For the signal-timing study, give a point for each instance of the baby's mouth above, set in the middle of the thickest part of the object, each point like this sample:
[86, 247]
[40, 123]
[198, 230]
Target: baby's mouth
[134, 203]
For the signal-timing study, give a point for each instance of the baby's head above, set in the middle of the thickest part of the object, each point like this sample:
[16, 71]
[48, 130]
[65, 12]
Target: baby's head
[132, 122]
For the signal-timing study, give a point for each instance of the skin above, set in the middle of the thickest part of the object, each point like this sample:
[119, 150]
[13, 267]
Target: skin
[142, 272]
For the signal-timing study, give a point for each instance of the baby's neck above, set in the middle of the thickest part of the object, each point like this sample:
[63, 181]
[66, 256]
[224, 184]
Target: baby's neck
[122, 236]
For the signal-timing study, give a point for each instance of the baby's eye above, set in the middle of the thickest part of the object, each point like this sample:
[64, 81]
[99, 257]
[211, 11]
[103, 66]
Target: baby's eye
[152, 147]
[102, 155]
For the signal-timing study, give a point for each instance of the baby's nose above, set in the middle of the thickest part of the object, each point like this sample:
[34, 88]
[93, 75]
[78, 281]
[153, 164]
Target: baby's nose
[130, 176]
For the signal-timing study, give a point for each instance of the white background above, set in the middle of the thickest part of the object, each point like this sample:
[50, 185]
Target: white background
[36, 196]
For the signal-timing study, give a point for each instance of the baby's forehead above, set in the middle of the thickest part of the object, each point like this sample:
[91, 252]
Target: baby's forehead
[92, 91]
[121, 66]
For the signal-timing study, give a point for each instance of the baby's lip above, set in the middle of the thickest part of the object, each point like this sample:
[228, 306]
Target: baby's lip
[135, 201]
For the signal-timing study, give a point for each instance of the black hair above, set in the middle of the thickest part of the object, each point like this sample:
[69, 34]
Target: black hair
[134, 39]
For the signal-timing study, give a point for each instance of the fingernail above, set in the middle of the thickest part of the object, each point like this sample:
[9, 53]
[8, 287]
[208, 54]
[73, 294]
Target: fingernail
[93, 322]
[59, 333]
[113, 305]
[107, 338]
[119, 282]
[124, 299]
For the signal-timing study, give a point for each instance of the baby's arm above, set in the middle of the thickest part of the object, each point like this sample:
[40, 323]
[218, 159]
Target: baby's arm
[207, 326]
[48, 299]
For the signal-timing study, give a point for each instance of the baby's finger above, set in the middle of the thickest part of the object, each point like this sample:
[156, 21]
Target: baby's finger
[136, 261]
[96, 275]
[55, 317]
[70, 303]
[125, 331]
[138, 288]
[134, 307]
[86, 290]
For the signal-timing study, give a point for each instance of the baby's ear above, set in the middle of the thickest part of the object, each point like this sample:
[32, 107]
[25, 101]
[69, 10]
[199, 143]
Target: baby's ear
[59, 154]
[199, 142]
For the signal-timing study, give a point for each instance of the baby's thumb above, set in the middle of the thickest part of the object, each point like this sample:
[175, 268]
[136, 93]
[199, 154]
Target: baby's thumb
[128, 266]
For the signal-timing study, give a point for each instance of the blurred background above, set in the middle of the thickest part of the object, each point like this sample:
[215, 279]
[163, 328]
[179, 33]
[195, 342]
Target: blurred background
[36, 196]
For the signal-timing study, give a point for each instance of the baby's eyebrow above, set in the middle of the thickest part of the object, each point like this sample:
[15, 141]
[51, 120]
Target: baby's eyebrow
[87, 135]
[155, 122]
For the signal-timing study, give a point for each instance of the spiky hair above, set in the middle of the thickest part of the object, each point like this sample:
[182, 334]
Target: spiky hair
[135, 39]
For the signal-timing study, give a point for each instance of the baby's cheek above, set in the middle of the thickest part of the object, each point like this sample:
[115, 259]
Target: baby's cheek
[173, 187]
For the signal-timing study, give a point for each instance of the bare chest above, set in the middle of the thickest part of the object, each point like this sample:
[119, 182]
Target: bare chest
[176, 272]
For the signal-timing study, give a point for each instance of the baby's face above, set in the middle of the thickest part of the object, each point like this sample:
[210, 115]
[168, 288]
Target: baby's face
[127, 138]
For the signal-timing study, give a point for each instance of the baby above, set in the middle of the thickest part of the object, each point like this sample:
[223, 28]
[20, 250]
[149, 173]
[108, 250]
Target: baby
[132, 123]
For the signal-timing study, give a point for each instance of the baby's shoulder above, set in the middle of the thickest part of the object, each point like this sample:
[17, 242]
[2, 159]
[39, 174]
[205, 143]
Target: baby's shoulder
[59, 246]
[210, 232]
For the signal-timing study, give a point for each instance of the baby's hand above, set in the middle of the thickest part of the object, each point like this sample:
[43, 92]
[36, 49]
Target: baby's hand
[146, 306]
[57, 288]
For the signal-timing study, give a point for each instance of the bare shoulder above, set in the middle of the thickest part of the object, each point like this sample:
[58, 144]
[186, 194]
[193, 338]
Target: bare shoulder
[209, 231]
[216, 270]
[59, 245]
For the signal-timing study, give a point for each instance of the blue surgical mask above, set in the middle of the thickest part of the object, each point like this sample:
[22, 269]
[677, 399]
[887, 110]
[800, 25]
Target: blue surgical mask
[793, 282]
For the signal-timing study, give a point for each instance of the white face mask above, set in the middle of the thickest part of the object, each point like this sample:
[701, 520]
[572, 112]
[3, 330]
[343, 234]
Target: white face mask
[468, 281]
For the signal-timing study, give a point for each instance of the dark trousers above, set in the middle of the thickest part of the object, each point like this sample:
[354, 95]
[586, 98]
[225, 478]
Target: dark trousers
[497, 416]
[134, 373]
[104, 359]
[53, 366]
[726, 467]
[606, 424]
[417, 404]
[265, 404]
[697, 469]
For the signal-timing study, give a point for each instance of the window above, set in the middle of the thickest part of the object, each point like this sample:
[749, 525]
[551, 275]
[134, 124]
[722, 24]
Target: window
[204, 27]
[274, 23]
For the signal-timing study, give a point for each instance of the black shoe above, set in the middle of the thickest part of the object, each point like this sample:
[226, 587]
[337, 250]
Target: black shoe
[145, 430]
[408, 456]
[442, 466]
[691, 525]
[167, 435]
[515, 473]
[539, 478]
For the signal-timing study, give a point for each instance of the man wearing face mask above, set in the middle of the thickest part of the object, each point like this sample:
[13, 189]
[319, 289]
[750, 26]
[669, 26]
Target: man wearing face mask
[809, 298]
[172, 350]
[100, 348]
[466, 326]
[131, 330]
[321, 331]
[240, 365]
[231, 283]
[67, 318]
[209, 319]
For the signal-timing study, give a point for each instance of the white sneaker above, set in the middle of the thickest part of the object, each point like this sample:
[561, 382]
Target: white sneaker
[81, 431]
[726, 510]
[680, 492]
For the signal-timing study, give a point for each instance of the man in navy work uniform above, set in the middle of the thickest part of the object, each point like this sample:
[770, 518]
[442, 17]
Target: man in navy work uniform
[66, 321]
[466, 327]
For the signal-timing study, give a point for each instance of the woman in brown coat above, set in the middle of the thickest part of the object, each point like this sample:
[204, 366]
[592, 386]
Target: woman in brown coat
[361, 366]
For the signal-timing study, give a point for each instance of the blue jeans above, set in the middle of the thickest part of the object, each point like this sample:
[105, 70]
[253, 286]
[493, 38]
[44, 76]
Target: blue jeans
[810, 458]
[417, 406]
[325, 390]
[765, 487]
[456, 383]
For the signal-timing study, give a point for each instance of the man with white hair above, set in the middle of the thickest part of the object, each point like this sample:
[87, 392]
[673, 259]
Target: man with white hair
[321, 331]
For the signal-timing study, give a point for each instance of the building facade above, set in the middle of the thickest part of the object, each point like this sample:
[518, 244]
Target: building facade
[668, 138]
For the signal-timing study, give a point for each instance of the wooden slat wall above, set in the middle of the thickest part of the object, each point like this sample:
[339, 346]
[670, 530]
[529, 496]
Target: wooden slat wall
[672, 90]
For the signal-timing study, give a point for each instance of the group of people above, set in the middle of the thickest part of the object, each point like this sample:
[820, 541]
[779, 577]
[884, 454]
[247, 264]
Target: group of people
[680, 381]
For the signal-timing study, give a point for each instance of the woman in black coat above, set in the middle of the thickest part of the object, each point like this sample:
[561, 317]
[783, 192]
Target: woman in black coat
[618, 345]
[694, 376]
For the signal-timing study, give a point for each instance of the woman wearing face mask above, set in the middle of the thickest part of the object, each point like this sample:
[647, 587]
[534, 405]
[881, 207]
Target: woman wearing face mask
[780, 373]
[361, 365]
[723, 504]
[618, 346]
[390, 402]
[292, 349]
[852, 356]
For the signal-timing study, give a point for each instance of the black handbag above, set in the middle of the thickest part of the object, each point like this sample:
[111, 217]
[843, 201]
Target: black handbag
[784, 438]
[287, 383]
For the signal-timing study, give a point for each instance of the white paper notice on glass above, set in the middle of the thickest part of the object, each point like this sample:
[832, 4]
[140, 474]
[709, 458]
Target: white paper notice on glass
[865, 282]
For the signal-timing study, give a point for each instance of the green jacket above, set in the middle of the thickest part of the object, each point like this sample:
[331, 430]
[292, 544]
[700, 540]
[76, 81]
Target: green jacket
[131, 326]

━━━━━━━━━━━━━━━━━━━━━━━━━━━━━━

■ Work to complete ■
Restate word for word the lines from the one holding "of the group" to the end of the listing, both ends included, and nothing more.

■ Response ■
For the signal-timing study, give a point for each instance of the group of people above, set in the middle of the thickest part of the object, each point like this sample:
[820, 541]
[779, 577]
[884, 454]
[247, 264]
Target: group of people
[680, 381]
For the signal-timing study, give a point for each instance of the woman in black coat above, set in the middle of the thickest part of the object, each point like this sample:
[561, 317]
[783, 192]
Target: woman in black coat
[618, 345]
[694, 376]
For the signal-timing study, give a point for each instance of the woman wearing face mask above, set in the middle of the thickest part of the object, each point like this sample:
[647, 587]
[534, 405]
[881, 207]
Target: woman wearing face mask
[780, 373]
[361, 365]
[723, 504]
[618, 346]
[390, 402]
[292, 349]
[852, 356]
For the signal-timing study, give a point for each instance of the black handbag above, set in the middle of the thickest part of the object, each point like this sample:
[111, 217]
[843, 201]
Target: black handbag
[784, 438]
[287, 383]
For the signal-timing study, give a point for each instance of the white paper notice on glass above, set in the middle of the thickest part of the object, each point like this sample:
[832, 4]
[140, 474]
[709, 458]
Target: white paper notice on glass
[865, 282]
For the signal-timing study, give a point for each instance of the green jacket above, set in the middle of the thickest part of the object, each point like this sample:
[331, 430]
[292, 544]
[700, 540]
[76, 81]
Target: green jacket
[131, 326]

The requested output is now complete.